====== RECORDED DATA

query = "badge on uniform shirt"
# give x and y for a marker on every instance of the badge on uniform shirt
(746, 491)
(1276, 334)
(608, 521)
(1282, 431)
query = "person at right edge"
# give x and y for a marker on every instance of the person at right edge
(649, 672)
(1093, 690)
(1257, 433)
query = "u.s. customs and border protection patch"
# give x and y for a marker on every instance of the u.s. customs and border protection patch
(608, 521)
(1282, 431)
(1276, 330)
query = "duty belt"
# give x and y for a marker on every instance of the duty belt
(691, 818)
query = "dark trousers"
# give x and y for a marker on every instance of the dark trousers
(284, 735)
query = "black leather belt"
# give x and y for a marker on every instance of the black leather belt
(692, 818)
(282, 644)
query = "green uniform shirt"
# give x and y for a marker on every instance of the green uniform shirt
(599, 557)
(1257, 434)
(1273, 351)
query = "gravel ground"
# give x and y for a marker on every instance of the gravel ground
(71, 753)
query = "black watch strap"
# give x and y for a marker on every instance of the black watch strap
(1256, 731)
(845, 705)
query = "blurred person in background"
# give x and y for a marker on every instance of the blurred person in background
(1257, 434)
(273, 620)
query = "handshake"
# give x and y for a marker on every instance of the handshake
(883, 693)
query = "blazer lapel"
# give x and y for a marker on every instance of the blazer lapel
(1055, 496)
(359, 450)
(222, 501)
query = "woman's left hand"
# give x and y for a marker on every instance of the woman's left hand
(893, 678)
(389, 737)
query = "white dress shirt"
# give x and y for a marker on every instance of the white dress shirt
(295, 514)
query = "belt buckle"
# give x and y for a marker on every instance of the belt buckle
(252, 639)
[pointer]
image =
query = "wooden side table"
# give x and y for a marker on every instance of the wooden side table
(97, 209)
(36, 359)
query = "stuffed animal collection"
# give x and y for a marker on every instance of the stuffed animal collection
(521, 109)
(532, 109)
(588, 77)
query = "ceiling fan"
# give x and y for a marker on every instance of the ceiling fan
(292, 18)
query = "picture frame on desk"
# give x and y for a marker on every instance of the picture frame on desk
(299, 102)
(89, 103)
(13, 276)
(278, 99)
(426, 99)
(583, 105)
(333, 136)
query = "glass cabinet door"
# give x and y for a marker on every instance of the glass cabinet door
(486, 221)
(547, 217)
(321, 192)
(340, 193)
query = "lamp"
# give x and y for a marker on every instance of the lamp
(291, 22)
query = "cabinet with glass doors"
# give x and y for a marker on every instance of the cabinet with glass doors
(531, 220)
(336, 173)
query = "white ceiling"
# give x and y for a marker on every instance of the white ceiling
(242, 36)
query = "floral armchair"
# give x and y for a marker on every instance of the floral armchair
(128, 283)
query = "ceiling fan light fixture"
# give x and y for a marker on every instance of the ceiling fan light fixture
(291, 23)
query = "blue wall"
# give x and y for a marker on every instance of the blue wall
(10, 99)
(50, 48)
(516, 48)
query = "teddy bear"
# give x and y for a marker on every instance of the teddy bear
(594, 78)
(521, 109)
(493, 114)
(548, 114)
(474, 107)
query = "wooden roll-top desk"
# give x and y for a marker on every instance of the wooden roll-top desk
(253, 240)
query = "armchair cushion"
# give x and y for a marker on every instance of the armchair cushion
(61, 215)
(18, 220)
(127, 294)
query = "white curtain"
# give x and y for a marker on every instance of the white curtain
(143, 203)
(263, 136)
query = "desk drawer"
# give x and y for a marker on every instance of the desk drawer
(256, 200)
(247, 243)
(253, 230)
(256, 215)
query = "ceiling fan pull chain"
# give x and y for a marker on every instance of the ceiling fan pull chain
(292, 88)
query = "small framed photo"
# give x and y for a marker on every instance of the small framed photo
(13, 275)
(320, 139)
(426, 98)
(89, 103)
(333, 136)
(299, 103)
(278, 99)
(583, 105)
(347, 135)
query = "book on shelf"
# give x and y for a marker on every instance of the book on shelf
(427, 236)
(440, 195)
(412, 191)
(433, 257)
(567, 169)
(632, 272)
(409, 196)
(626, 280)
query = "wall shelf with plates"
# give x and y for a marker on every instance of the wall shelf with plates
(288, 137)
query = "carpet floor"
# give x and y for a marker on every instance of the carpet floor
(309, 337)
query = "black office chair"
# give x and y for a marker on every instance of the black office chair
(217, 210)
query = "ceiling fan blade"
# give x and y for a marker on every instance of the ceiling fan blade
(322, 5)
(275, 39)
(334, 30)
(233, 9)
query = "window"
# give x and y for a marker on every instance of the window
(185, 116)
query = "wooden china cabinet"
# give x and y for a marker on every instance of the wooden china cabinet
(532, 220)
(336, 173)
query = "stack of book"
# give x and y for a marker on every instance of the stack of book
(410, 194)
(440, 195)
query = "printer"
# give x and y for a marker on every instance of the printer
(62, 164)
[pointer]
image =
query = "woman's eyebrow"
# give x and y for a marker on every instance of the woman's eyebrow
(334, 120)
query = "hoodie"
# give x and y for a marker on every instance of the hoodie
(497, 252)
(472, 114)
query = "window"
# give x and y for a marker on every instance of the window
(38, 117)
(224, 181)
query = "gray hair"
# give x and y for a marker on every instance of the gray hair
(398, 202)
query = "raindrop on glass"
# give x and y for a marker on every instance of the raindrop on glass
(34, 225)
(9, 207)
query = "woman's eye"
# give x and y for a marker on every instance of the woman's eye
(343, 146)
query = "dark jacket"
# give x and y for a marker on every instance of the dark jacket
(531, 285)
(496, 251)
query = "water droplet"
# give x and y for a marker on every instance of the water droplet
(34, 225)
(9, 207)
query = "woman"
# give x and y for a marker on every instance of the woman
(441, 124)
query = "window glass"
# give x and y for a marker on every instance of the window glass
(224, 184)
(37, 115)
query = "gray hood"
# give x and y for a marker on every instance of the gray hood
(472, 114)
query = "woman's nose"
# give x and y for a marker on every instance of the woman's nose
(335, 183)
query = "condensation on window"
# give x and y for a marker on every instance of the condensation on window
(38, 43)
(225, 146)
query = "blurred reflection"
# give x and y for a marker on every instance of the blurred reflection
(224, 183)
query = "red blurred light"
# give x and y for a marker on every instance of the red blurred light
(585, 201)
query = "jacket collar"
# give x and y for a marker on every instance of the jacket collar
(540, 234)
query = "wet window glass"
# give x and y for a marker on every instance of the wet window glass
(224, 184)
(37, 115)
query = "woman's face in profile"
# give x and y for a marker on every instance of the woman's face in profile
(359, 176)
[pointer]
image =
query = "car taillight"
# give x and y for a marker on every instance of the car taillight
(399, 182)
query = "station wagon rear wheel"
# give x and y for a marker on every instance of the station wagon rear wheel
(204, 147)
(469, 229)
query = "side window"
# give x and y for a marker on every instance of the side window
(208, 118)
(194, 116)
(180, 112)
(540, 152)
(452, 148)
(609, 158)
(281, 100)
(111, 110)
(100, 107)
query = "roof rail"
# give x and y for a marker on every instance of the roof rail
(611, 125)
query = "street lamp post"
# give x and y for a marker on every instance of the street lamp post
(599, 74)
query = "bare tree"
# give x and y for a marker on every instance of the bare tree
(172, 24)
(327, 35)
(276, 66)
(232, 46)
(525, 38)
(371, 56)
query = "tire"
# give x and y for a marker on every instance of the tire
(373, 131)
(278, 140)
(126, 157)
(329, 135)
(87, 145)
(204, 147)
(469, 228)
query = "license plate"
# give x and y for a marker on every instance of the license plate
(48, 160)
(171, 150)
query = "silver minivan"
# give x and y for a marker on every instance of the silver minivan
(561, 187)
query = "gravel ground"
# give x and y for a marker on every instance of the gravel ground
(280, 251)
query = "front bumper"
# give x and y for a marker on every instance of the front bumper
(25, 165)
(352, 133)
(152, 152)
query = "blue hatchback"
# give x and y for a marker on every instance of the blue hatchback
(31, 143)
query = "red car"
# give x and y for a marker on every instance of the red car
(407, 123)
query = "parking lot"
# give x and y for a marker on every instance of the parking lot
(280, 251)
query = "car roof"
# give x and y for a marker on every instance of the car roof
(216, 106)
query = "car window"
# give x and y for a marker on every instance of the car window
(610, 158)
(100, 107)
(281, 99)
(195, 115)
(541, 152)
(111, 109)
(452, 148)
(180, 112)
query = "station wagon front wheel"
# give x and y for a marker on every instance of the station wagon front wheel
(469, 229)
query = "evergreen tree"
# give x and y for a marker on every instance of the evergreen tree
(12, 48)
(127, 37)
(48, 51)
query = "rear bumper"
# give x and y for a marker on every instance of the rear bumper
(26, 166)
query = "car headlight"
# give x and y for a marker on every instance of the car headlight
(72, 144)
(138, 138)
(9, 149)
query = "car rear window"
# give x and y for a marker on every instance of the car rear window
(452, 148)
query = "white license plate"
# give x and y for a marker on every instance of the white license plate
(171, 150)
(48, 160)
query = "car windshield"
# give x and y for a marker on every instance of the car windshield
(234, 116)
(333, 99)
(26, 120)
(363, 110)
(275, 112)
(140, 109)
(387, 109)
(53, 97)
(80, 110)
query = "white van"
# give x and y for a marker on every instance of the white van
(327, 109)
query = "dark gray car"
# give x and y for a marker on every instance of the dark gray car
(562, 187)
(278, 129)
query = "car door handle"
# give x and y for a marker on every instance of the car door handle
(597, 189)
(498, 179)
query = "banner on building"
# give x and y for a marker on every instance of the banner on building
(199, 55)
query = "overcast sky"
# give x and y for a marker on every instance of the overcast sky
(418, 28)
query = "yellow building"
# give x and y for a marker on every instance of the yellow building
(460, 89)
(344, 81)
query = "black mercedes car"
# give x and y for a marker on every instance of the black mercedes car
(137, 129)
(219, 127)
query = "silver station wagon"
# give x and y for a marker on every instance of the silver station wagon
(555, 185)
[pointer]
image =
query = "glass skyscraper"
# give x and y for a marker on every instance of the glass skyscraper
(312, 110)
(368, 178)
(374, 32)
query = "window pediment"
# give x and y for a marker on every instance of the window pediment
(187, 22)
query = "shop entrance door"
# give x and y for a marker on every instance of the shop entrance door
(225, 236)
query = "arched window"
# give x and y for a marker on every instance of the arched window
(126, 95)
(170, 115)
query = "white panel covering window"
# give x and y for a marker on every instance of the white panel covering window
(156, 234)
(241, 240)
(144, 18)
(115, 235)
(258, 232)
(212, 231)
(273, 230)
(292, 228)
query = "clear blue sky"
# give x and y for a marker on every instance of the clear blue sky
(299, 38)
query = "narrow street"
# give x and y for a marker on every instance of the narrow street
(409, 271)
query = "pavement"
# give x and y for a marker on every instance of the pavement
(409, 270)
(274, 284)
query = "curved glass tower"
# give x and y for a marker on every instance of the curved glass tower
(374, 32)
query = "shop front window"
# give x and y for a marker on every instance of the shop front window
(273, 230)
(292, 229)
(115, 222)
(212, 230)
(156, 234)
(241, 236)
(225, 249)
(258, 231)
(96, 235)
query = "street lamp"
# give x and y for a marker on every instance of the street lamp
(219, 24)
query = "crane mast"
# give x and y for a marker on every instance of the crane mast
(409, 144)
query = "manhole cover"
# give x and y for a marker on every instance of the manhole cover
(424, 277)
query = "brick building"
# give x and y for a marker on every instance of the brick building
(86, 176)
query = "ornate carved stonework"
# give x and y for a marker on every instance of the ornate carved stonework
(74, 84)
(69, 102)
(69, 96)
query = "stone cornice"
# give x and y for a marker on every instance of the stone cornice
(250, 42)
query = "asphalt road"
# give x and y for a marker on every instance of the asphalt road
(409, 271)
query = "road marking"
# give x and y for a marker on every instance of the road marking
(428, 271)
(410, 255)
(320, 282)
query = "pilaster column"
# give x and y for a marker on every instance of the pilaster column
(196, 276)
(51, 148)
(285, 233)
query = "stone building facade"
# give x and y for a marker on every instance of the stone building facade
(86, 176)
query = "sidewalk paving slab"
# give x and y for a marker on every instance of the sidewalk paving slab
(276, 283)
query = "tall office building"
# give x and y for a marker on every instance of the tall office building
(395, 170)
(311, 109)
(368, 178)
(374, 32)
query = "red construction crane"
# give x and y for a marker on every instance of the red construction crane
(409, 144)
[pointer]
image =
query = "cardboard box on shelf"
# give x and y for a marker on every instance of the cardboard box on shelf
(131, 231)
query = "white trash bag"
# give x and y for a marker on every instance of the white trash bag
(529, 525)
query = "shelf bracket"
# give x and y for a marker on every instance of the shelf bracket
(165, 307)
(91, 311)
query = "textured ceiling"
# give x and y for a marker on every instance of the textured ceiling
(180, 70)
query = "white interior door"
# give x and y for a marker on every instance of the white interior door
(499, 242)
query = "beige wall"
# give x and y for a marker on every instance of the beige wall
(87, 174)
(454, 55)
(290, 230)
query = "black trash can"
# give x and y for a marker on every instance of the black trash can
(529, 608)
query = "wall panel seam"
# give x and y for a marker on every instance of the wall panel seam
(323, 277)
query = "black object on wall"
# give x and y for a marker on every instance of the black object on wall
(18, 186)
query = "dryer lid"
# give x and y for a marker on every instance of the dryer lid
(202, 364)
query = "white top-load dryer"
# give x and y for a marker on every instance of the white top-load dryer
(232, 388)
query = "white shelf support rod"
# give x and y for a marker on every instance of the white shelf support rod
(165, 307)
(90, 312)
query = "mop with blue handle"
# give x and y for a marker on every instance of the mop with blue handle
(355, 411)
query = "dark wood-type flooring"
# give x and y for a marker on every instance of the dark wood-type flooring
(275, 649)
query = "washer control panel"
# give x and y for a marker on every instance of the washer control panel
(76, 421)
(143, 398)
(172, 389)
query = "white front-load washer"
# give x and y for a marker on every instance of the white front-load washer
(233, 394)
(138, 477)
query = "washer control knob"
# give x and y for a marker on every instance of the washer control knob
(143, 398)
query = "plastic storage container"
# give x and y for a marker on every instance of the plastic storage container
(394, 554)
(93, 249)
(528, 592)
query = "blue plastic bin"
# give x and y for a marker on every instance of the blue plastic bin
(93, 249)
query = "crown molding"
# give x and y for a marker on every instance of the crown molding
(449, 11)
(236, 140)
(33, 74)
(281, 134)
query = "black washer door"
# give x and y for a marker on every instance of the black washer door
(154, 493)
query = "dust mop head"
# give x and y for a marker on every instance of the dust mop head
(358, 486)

============

AIM OF THE TASK ▸
Reformat the stretch from the start of the records through the line containing "(1257, 433)", both ends included, as a numbered list, omitting any blank lines.

PROBLEM SOLUTION ▸
1. query = "badge on uniform shirt"
2. # give x and y for a marker on every instance of the badge on uniform shirt
3. (746, 491)
4. (1276, 334)
5. (608, 521)
6. (1282, 431)
7. query = "person at right edge"
8. # give x and y for a marker on every instance of the person at right edge
9. (649, 672)
10. (1093, 690)
11. (1257, 433)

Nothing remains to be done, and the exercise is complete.